§ **Given text**:
^^^^^^^^

Skip to main content

The Changing Meaning of Freedom: From Conscience to Coercion


I intend in this essay to put forth the view that by ‘freedom’ Western culture has meant different and at times conflicting things, and that there has been a progression from one view to another.  While ‘freedom’ has been at least one of the cardinal values, if not the primary value, it is actually a wax nose on the face of Western culture.  I am particularly interested here in the present change to the notion of ‘freedom’ in what I would call a post-postmodern culture.  The word itself may march on, but what meaning fills it changes over time.  In this metamorphosis, the developing notion of freedom has come to contradict what started the entire process in the first place.

Freedom of Conscience

In a previous essay, I explored the roots of Western culture’s interest in ‘freedom’.[1]  My argument there was that the concern in the West for freedom arose from a concern to protect conscience and permit the voluntary (rather than enforced) dynamic of ‘faith.’  Faith can hardly be faith if it is enforced and, if so, the freedom of conscience must be protected.  This was a hard-fought battle in so-called ‘Christian’ circles, for enormous ecclesiastical and governmental structures had been erected around faith over the centuries with the result that faith was enforced in many sectors of Christendom.  But it was Christians who finally broke through to the view in the 17th century that conscience was important, that it required an allowance for dissent, and therefore that it needed to affirm freedom—a freedom of conscience, that is.

^^^^^^^^

§ **Study material**:
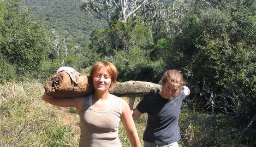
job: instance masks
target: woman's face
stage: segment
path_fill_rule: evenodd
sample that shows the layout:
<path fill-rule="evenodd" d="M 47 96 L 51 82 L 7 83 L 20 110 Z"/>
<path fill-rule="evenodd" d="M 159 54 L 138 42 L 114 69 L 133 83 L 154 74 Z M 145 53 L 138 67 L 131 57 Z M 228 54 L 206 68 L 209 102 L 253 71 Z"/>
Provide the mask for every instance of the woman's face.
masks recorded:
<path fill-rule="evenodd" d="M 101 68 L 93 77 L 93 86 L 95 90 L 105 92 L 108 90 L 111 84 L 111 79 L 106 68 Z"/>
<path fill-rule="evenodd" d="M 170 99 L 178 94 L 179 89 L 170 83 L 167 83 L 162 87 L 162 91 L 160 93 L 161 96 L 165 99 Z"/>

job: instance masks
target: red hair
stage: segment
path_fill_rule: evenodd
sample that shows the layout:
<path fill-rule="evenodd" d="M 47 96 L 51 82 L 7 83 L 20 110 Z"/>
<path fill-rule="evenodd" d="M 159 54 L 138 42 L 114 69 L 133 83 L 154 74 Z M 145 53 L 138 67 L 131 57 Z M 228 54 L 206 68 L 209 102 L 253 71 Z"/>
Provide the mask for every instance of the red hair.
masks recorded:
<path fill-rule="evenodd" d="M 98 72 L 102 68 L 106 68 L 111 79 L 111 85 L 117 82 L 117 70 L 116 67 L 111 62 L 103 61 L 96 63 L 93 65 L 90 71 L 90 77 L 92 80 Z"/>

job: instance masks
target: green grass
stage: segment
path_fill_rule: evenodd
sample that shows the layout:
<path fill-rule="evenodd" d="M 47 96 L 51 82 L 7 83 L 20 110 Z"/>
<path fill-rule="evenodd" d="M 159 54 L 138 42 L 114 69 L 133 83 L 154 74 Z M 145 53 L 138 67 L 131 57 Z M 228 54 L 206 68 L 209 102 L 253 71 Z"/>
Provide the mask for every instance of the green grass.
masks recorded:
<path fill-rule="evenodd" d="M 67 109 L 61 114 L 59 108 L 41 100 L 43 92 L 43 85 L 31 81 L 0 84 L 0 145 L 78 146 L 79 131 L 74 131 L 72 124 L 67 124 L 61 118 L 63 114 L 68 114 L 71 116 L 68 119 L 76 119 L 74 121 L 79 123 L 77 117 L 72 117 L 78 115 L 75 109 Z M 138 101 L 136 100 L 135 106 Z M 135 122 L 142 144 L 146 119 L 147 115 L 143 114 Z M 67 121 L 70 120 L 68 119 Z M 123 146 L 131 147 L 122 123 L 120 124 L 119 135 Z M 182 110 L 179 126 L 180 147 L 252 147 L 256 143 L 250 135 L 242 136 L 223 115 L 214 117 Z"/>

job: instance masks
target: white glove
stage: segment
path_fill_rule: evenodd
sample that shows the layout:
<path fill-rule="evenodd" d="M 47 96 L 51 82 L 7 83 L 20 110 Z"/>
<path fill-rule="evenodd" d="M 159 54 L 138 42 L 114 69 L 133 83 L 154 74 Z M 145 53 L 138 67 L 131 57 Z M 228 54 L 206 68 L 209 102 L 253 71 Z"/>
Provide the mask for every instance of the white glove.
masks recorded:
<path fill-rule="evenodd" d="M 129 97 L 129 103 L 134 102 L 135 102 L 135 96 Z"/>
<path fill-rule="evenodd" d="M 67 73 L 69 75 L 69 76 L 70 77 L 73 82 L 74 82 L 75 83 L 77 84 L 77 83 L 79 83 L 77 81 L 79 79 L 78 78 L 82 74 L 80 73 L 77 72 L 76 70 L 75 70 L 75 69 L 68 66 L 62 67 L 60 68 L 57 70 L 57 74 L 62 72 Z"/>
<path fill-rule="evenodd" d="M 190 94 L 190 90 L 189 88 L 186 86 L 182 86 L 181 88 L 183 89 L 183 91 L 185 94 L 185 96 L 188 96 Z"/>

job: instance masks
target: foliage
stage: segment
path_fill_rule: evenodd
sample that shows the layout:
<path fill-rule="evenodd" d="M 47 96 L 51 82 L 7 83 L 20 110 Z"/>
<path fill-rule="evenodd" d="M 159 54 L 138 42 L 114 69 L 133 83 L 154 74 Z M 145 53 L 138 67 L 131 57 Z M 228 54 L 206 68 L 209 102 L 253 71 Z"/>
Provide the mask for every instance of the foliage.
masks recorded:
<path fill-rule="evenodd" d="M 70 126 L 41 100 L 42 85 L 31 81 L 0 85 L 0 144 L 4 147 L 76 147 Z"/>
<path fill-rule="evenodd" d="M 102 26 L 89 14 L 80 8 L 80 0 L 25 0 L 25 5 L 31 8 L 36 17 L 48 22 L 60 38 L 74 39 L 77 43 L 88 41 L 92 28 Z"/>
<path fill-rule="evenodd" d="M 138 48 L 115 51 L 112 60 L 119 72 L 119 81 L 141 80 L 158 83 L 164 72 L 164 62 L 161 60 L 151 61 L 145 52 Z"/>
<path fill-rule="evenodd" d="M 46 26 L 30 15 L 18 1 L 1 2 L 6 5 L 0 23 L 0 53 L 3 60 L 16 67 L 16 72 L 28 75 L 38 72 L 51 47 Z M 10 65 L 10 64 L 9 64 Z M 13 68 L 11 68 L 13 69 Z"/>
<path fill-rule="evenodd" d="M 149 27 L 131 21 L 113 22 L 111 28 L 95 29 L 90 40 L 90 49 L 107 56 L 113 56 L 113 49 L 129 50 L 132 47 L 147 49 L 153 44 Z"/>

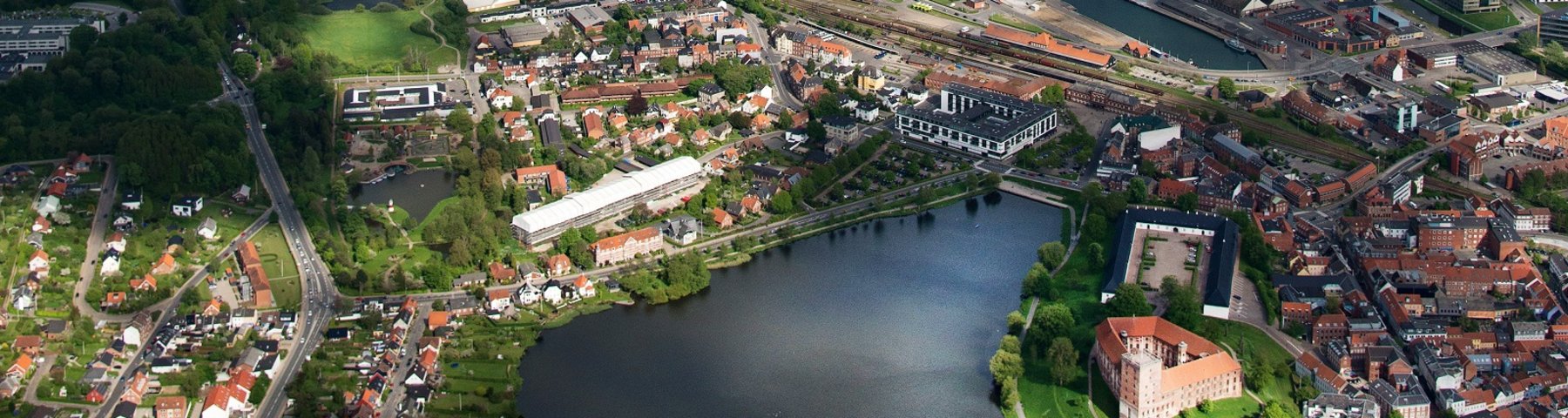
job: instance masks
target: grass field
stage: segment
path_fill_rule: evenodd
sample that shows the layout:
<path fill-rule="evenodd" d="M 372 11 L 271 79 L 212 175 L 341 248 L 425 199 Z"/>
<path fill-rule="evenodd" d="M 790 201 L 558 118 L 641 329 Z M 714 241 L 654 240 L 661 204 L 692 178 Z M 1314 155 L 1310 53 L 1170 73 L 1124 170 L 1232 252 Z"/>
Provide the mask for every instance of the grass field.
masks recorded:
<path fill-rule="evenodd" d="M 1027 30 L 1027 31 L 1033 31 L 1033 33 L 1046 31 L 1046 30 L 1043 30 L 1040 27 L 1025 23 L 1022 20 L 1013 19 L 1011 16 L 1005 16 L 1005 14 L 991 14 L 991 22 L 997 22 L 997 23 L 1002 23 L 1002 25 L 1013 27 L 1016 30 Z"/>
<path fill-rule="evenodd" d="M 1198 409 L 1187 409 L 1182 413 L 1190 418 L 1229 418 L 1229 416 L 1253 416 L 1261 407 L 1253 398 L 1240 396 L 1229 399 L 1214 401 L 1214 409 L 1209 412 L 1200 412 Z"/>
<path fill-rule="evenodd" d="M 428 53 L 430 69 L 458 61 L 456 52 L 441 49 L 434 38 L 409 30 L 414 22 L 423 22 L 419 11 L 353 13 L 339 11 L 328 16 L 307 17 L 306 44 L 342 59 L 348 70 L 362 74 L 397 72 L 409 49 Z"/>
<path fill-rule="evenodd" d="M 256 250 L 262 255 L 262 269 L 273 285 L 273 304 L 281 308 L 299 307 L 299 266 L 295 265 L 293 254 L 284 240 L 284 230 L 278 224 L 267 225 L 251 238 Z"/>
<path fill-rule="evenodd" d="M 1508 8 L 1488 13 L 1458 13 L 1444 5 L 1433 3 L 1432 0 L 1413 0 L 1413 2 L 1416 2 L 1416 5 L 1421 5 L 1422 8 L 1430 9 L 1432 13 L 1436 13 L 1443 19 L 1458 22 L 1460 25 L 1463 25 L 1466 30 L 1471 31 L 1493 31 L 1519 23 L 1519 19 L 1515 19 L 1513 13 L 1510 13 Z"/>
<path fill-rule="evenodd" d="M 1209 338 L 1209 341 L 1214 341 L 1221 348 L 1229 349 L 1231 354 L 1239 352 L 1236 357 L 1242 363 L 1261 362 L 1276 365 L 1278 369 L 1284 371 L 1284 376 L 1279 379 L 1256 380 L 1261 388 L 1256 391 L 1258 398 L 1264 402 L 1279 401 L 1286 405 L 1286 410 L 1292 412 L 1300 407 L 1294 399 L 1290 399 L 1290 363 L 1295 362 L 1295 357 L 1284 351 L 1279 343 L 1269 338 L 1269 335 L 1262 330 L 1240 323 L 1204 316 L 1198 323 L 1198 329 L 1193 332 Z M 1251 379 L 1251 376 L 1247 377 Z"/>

^^^^^^^^

§ **Exercise tasks**:
a – From the essay on freedom, copy word for word the part that opens with the words "I intend in" and closes with "the first place.".
b – List each different word that the essay on freedom sets inside single quotation marks.
Work only from the essay on freedom shown here.

§ **Answers for the exercise**:
a –
I intend in this essay to put forth the view that by ‘freedom’ Western culture has meant different and at times conflicting things, and that there has been a progression from one view to another.  While ‘freedom’ has been at least one of the cardinal values, if not the primary value, it is actually a wax nose on the face of Western culture.  I am particularly interested here in the present change to the notion of ‘freedom’ in what I would call a post-postmodern culture.  The word itself may march on, but what meaning fills it changes over time.  In this metamorphosis, the developing notion of freedom has come to contradict what started the entire process in the first place.

b – freedom, faith, Christian